I was excited back in 2010 when HHS started posting breaches on what some would call the “wall of shame.” I knew that we’d only learn about breaches involving HIPAA-covered entities, but at least we were finally starting to get some actual data. Now, more than 6 years later, it’s become clear to me that it’s probably best to just call time of death on the breach tool, despite its popularity with marketers who look for numbers to support their sales pitches.
In this post, I review some of what we are not seeing on HHS’s breach tool, and why it’s really not a source of accurate or helpful information for those who want to understand breaches and incidents involving health or medical data.
Have You Checked the Dark Web Recently?
Last June, when TheDarkOverlord made headlines by advertising patient databases for sale at absurd prices, it was a bit of a wake-up call for me. I had never checked any dark web marketplaces for patient data that might be up for sale. Nowadays, I do, and I occasionally find evidence of breaches that have never appeared on HHS’s breach tool.
But since I’ve already mentioned TheDarkOverlord, let’s start with him/them. Can you explain why none of three databases recently dumped had appeared on HHS’s breach tool, even though we knew about two of those claimed hacks last year? If you read this site or Protenus’s Breach Barometer, you knew about two of those three incidents last year when they were first disclosed by the hacker(s). But if you relied solely on HHS’s breach tool for your stats on hacking of patient data, you didn’t know about these incidents – and still don’t.

(Dataset entries)
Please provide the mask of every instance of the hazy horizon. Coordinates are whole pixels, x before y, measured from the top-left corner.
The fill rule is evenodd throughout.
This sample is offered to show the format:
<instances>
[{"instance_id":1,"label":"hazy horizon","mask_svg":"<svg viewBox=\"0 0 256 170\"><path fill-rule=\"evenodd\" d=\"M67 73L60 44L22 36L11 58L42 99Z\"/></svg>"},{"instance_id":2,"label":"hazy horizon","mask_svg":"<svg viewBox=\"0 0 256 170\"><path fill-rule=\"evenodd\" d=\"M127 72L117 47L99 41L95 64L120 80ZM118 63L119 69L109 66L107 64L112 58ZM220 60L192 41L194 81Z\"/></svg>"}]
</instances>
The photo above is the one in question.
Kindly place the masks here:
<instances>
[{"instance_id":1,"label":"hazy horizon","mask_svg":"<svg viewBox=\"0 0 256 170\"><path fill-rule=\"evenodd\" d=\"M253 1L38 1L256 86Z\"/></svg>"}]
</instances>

REQUIRED ACTIONS:
**1.** Condense the paragraph of the HHS breach tool post above that begins "Last June, when TheDarkOverlord" into a short bulleted list that keeps its main facts.
**2.** Extend the post on HHS's breach tool, picking up right after its last sentence.

REPLIES:
**1.**
- Last June, TheDarkOverlord made headlines by advertising patient databases for sale at absurd prices.
- The author found this a wake-up call, having never before checked dark web marketplaces for patient data offered for sale.
- The author now checks those marketplaces and occasionally finds evidence of breaches that never appeared on HHS's breach tool.

**2.**
In contrast, an incident involving Behavioral Health Center in Maine is on HHS’s breach tool, but probably only because I discovered it on the dark web and notified the covered entity, who, in turn, notified HHS.
Here are some more dark web listings that still haven’t shown up – and may never show up – on the breach tool:
A listing for pediatric patients’ information, which I’ve previously noted on this site. Although there have been one or two pediatrics offices reporting incidents, none have reported any that would quite correspond to what the vendor is claiming to possess. And then there’s this listing:
Where did these data come from? Were these data from the Nevada incident reported by Justin Shafer – the one where the state said it had no indications of misuse of data and that private patient information was secure? The Nevada incident does not appear on HHS’s breach tool. Unfortunately, the dark web vendor would not provide me with a sample of the data, so I couldn’t confirm whether the data for sale were from Nevada, but there is no incident on HHS’s breach tool that appears to correspond to this listing.
Then there was a dark web listing for 5,200 patients’ records from an incident in Minnesota that almost certainly should be on HHS’s breach tool – except that it’s not:
The listing first appeared in a vetted forum with an asking price of $100.00. It was subsequently listed in a second forum with a $99.00 list price. The second listing identified the data as coming from a particular clinic in Minnesota: LifeMedical. DataBreaches.net was able to obtain all the data, but when I contacted LifeMedical in Minnesota and spoke to their outsourced tech firm, PriorityOne Technologies, they denied that the patient data was theirs. DataBreaches.net also contacted eClinicalWorks because there were references to them in the database. They were of no real help, however. Nor did the dark web vendor respond to a private message I sent them on the marketplace seeking further information.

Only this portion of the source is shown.